Attention is All A Manager Needs
As I dive deeper into the current renaissance of Artificial Intelligence for a project I’m working on (more on that at the end), I find myself revisiting research on how to process and make sense of information at scale.
Discussions about managing large-scale information naturally remind me of the challenges engineering managers and directors face. They must navigate both information overload and scarcity at the same time—a paradox that becomes especially evident when coaching new managers or those transitioning from line management to senior leadership. In this article, I’ll explore these challenges and share a few practical tools that have helped me on my own journey.
The challenges with attention
Managing is a constant balancing act of deciding where to direct your attention—knowing when to zoom in on details and when to step back for the bigger picture.
In modern organizations, this is made worse by the proliferation of multiple inboxes managers must keep up with. Every tool used by teams daily—Jira, Slack, Workday, Expensify, and countless others—has its own notifications and alerts. As a manager, you’re constantly sifting through them, deciphering which issues demand immediate attention and which can wait.
Information overload is a major pain point, consuming valuable time and draining your energy. At the same time, the opposite problem arises—critical information often fails to reach you when you need it. Team members may not proactively share key updates, leaving you in the dark about important tasks or projects unless you explicitly request a status report.

**PROBLEM TO WORK ON**
Duplicate the part of the attention-and-management text starting at "Information overload is" and ending at "a status report.". The records play no part in what is asked here.

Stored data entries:
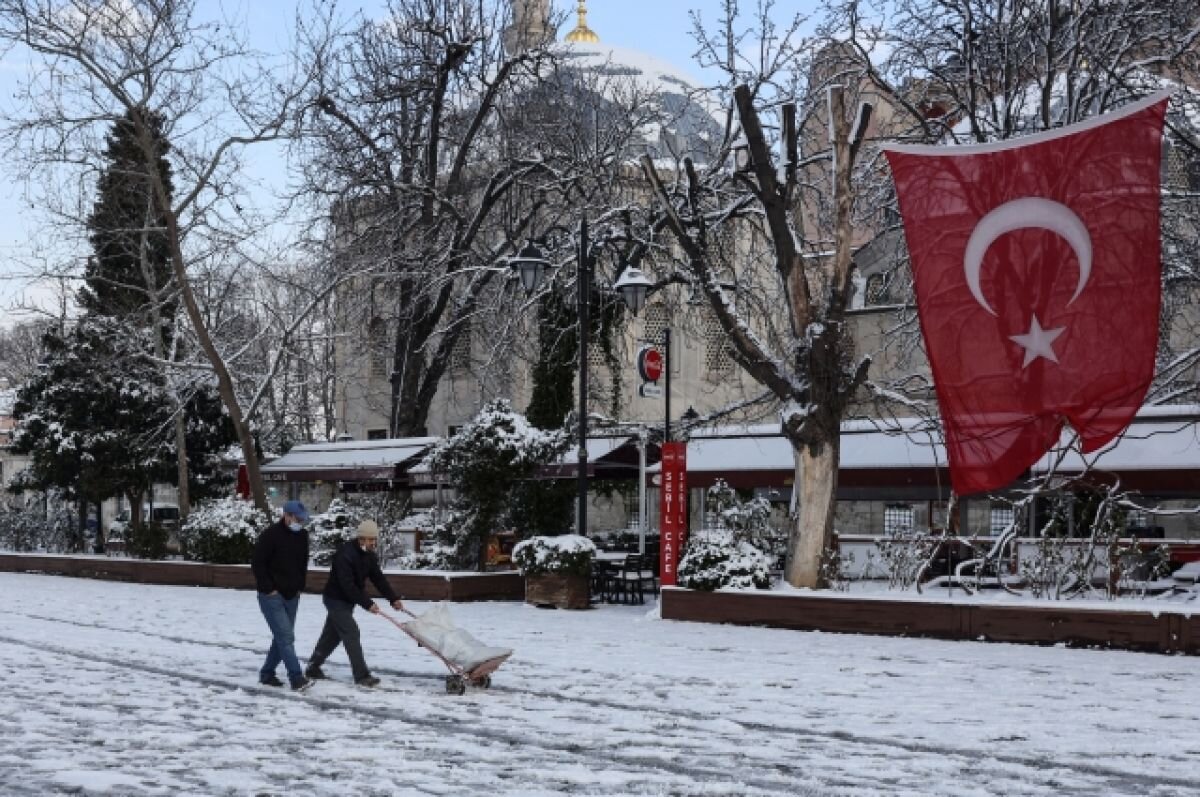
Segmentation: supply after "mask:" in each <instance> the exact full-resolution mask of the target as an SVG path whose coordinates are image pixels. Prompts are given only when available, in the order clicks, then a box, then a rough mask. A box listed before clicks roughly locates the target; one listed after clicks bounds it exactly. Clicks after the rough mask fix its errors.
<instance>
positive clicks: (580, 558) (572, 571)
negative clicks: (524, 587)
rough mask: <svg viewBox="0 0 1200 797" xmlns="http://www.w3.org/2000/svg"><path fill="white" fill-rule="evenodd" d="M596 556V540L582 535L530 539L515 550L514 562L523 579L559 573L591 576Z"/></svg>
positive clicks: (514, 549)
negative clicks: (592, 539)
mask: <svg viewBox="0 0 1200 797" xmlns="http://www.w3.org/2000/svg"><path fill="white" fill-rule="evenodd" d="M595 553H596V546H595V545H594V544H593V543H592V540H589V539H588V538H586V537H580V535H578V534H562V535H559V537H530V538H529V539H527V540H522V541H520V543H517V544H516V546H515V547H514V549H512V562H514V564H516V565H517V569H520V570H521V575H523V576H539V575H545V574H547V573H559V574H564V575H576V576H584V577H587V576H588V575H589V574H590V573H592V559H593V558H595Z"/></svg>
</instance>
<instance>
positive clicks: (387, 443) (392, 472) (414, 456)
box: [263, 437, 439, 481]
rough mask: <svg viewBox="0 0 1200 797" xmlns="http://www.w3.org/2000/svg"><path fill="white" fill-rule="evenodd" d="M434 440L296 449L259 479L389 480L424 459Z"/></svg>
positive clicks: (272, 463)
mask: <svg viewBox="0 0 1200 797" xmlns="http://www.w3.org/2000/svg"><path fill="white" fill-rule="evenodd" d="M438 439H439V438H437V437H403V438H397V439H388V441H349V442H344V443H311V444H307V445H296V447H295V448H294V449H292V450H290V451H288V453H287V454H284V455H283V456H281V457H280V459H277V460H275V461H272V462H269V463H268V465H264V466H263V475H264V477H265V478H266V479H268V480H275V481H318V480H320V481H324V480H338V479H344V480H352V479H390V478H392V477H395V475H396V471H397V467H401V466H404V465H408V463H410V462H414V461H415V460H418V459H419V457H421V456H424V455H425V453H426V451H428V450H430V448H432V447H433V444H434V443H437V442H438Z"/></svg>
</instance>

**TASK RESPONSE**
Information overload is a major pain point, consuming valuable time and draining your energy. At the same time, the opposite problem arises—critical information often fails to reach you when you need it. Team members may not proactively share key updates, leaving you in the dark about important tasks or projects unless you explicitly request a status report.